The Imamites of the fourth/ninth century called the Twelfth Imam al-Qa’im al-Mahdi. Al-Mufid states that he was called al-Mahdi because he would guide people to a forgotten dogma and law68.

b. The political role of al-Qa’im

It has already been pointed out that the Imams from ‘Ali b. al-Husayn onwards adopted publicly a quiescent policy towards the Umayyads and the ‘Abbasids. Accordingly, they stressed the propagation of their teachings, which they expected, would result in religious and political awareness among the people and would prepare the ground for the task of al-Qa’im.

Al-Nu’mani reports that al-Baqir advised his partisan Abu al-Jarud to keep quiet at home, and not to implicate himself in the militant activities of some ‘Alids against the Umayyads, since the Umayyad state had a natural lifespan and the moment of its downfall had not yet come69. He added that any ‘Alid who rebelled against tyranny before the rise of al-Qa’im would inevitably fail70.

Al-Sadiq and the later Imams followed the same policy. They ordered their followers not to allow despair to find a place in their hearts and to wait for the rise of al-Qa’im in the near future71. This policy enabled the Imamites to spread their doctrine and at the same time to organize themselves - during the period between 132-260/749-874 - into a well-established political and financial organization (al-Wikala).

It seems probable that this underground organization was preparing for the rise of al-Qa’im. For they expected his rising72 and placed important political and relgious duties upon his shoulders.

Several narrations suggest that the quiescent policy of the Imams was established after their followers caused two abortive rebellions. According to al-Kulayni, al-Sadiq once said:

This matter (al-Amr), that is, the endeavour to reach power, was hidden until it reached the hands of the Kaysaniyya. They revealed it on the roads and circulated it among the villagers of al-Sawad73.

According to al-Numani the Imamites endeavoured to rise in arms twice, first in the year 70/689 and second in the year 140/758, but their followers spoiled their plans by revealing the name of their leader to their foes74, an act which resulted in the arrest or the assassination of the Imams. In this connection a conversation between al-Baqir and his partisan ‘Abd Allah by ‘Ata al-Wasiti is revealing. Al-Wasiti said to the Imam:

You have many followers in Iraq and there is no one among your family who has the merit for leadership but you. So why do you not rise in arms? Al-Baqir replied: O Abd Allah, do not listen to the masses, because none of us has his name mentioned by the people nor a hand pointing at him as the Imam, without soon facing inevitable death. So search for him whose birth is concealed from the people, because he will be the one who will manage such an affair.75

Moreover al-Sadiq was reported to have said:

This matter (the rising in arms) was vested in me, but Allah delayed it; He shall do with my progeny whatever He wants76.
************
**Aim 1:** Offset the point coordinates in the rows from the line containing "Category: dry brown leaf" through the end of the rows, both ends included, by adding 70 to every number in them. Write out only those rows again, keeping every line, including those without coordinates.
**Aim 2:** Resume the text on the Imams' quiescent policy and the awaited rise of al-Qa'im, starting right after its final sentence.

**Information provided:**
************
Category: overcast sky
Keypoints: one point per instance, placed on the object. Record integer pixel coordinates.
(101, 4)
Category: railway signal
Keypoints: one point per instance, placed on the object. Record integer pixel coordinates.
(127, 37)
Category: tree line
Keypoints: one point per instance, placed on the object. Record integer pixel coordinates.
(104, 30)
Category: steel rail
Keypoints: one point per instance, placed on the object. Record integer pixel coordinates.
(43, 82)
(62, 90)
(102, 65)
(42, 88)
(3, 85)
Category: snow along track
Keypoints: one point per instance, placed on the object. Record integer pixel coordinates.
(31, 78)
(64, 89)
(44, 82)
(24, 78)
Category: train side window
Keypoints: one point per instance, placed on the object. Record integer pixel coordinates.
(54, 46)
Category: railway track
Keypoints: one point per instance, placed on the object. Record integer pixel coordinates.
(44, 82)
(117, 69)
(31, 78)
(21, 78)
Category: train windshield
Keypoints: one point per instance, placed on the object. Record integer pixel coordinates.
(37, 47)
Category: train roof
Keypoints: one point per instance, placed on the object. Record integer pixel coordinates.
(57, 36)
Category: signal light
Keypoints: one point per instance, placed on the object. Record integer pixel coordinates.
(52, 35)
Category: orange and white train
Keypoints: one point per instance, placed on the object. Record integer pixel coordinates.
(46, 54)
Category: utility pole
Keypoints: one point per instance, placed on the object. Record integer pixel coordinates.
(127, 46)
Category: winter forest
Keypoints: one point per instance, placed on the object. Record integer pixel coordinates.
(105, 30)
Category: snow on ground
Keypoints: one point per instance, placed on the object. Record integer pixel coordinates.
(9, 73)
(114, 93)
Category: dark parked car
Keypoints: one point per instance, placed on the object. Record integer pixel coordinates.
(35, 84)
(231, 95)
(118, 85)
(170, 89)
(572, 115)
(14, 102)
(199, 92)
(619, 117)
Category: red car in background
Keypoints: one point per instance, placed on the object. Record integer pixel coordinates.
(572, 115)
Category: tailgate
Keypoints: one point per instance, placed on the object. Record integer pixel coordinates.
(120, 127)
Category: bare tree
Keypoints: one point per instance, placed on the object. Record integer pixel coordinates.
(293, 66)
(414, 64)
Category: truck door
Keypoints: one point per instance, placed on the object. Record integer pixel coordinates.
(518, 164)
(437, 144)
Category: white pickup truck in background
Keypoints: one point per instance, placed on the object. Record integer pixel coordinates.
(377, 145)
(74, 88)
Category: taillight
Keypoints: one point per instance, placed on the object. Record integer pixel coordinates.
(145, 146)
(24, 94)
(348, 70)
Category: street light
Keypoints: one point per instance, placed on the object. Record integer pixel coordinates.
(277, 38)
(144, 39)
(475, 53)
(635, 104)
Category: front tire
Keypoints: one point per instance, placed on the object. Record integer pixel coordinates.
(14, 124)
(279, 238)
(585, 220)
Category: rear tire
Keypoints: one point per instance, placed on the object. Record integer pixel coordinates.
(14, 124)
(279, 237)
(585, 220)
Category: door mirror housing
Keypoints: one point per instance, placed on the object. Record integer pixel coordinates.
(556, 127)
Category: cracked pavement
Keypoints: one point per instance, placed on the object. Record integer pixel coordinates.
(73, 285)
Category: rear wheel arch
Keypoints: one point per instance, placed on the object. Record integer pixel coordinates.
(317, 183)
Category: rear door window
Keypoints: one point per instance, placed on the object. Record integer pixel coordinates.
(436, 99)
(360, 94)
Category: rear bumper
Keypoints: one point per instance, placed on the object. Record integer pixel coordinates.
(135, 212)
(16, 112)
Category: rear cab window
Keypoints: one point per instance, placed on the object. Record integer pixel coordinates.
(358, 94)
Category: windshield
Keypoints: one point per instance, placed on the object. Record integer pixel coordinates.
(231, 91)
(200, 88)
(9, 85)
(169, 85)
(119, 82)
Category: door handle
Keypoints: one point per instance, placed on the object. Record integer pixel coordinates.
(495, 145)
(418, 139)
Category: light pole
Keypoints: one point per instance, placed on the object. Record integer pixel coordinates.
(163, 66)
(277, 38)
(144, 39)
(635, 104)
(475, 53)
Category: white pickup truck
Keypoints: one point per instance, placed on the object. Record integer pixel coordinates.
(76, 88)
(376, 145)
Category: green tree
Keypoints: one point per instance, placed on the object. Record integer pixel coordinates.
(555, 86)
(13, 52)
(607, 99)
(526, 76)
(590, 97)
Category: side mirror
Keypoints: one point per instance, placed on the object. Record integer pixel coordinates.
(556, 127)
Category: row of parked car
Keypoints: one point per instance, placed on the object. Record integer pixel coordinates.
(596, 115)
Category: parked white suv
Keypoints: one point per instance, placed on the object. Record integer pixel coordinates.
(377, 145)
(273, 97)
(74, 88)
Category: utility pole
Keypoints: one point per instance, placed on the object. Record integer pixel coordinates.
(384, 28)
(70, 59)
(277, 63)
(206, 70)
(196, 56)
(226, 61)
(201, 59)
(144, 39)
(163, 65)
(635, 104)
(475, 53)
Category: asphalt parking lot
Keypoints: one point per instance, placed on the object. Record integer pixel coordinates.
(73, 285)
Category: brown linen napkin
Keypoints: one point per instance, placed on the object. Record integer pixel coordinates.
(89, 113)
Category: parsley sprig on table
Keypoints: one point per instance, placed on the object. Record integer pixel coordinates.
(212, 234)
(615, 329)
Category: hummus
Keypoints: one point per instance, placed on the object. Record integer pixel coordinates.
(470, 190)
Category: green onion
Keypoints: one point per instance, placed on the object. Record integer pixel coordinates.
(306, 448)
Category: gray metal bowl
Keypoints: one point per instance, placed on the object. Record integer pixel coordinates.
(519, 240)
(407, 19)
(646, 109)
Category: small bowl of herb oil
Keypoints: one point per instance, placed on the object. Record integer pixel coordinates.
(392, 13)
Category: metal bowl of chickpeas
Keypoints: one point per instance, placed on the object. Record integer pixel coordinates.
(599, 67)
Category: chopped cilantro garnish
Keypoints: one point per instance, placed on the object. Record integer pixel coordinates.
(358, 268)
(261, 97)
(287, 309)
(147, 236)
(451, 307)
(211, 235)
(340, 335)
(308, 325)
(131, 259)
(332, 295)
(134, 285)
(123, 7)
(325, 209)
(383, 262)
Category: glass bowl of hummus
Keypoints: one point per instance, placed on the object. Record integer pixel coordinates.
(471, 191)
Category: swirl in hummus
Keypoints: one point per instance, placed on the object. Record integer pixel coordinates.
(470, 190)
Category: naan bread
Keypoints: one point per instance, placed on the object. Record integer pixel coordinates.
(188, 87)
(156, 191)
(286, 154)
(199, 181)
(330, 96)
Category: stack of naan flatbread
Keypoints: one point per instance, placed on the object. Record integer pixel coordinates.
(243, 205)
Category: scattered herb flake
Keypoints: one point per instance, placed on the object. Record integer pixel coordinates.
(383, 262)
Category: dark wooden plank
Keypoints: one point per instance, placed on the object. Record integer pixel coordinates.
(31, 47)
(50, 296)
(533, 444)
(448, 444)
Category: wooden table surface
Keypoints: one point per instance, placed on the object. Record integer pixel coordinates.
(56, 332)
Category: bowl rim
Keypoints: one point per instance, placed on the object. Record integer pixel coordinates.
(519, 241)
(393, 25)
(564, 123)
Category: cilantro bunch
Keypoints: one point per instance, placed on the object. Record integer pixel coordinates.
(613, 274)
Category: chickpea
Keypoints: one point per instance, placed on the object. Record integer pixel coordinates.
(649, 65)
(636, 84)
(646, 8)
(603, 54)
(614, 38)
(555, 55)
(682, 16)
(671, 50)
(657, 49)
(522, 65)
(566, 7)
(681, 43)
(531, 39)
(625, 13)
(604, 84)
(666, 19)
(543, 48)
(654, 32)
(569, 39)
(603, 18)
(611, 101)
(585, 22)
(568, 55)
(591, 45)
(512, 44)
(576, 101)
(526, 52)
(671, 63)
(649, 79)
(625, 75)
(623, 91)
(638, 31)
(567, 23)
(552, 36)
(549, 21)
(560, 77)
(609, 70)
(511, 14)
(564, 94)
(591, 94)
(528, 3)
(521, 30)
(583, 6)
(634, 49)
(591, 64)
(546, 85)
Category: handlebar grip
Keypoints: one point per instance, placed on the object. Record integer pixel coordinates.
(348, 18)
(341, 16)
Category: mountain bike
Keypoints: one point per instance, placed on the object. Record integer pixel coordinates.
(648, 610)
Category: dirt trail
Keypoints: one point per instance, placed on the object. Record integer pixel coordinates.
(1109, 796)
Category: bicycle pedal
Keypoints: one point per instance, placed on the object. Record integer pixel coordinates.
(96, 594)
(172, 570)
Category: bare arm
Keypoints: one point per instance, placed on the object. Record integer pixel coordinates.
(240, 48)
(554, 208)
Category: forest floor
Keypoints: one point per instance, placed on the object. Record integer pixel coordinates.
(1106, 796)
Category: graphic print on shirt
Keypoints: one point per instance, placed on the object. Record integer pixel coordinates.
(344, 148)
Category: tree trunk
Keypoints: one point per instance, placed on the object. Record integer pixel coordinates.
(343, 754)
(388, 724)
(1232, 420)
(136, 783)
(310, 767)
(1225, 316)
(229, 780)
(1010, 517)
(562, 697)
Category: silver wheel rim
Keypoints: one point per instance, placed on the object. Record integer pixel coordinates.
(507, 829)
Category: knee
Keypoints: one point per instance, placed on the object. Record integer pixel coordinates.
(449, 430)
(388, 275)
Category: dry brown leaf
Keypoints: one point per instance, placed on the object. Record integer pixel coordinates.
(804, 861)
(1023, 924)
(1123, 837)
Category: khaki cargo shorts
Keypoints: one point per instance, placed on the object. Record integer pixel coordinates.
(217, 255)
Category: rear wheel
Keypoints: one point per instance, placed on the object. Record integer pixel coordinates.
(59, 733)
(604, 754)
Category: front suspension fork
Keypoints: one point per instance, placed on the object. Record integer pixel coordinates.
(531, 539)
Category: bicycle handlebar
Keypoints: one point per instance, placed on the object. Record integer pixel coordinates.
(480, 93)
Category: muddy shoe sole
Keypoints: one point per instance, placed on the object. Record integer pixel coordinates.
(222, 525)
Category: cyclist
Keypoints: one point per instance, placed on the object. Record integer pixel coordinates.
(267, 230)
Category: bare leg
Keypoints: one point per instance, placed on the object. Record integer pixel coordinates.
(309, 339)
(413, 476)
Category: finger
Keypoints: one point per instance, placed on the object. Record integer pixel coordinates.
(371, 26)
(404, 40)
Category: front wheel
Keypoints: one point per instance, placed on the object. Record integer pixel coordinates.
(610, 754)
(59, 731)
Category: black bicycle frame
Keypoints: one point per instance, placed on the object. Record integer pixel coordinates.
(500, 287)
************
**Exercise output 1:**
Category: dry brown leaf
Keypoints: one point per instance, placed on the object. Record integer pixel coordinates.
(874, 931)
(1093, 994)
(1193, 907)
Category: khaki cargo shorts
Keypoints: one point per instance, placed on the object. Record integer pixel coordinates.
(287, 325)
Category: rear wheel
Keypoints: one point per instance, placed on the object. Record integer pixel coordinates.
(129, 803)
(674, 824)
Category: front suspension fork
Keypoints: one point per instance, placed on the object. Record integer pixel coordinates.
(601, 609)
Category: bicycle handlebar
Keypoints: one point per instance, placed on the object. Record integer pixel coordinates.
(550, 163)
Category: muddy shoe sole
Keypoints: one point per instance, placed on the object. Record integer pixel coordinates.
(292, 595)
Category: cyclist
Keypoints: one point per instance, placed on the object. Record integer pixel coordinates.
(337, 300)
Category: bare leg
Keypoints: one point per instance, placed on the object. Record integer pixel coordinates.
(379, 409)
(483, 546)
Category: finger
Keypoints: one point per instance, placed on the object. Record integer pixel coordinates.
(441, 96)
(474, 110)
Category: front wheel
Keypoints: one point per instance, placed on the object. Record integer pixel coordinates.
(680, 824)
(129, 801)
Category: black bicycle frame
Keypoints: one point per instance, placed on the object. Record integer pixel coordinates.
(570, 357)

**Exercise output 2:**
These sayings indicate that the Imams had suffered the consequences of revealing the fixed dates of their militant endeavours to reach power. Hence the later Imams did not reveal explicitly to their followers which Imam would be al-Qa’im with the sword. At the same time they encouraged their followers to follow their instructions77, for this would pave the way for one of the Imams to reach power under the title of al-Qa’im.

Several traditions reveal that the establishment of al-Qa’im's political state will occur through the "natural" course of events. A Prophetic tradition states that a group of people from the east will start underground activities and pave the way for the installation of al-Mahdi by military means78.

The latter will struggle for power without any miraculous aid and will face difficulties and opposition against the propogation of his teachings, similar to the opposition which the Prophet faced with Quraysh79. Furthermore he will not take any militant action unless he has at least 10,000 partisans80.

According to al-Baqir the main goal of al-Qa’im will be to establish an Islamic state and to apply Islamic law as it was revealed to the Prophet. Al-Sadiq asserts that he will follow the Prophet's policy by eliminating and demolishing all the innovations which derive from a situation of ignorance (al-Jahiliyya) and apply Islam in a new form81.

Other narrations indicate that he will apply the law of David and Solomon along with the Islamic law82 and apply the rules of the Torah to the Jews and the rules of the Gospel to the Christians. According to al-Nu'mani, his state will include, in addition to the Islamic lands, the territories of Rum, Sind, India and China83.

Some functions attributed to al-Qa’im indicate the unrest and disappointment felt by the Imamites in the face of the political and economic situation of the time. Al-Fadl b. Shadhan (d. 260/873) and al-Kulayni report that al-Qa’im will rise with the sword as God's avenger against those who caused troubles to ‘Ali and his wife Fatima.

He would also take vengeance against those who were responsible for the suffering of the Imams and their followers84, particularly against those who assassinated al-Husayn. Al-Sadiq considered al-Husayn's assassination the main reason for the rise of al-Qa’im as an avenger85.

Other functions of al-Qa’im depict the political annoyance of the Imams towards the allegiance of the Arabs, and especially towards the clan of Quraysh who had monopolized political authority since the death of the Prophet. Al ­Nu’mani mentions a tradition attributed to Imam al-Sadiq: "When al-Qa’im rises he will deal with the Arabs and Quraysh only by the sword86.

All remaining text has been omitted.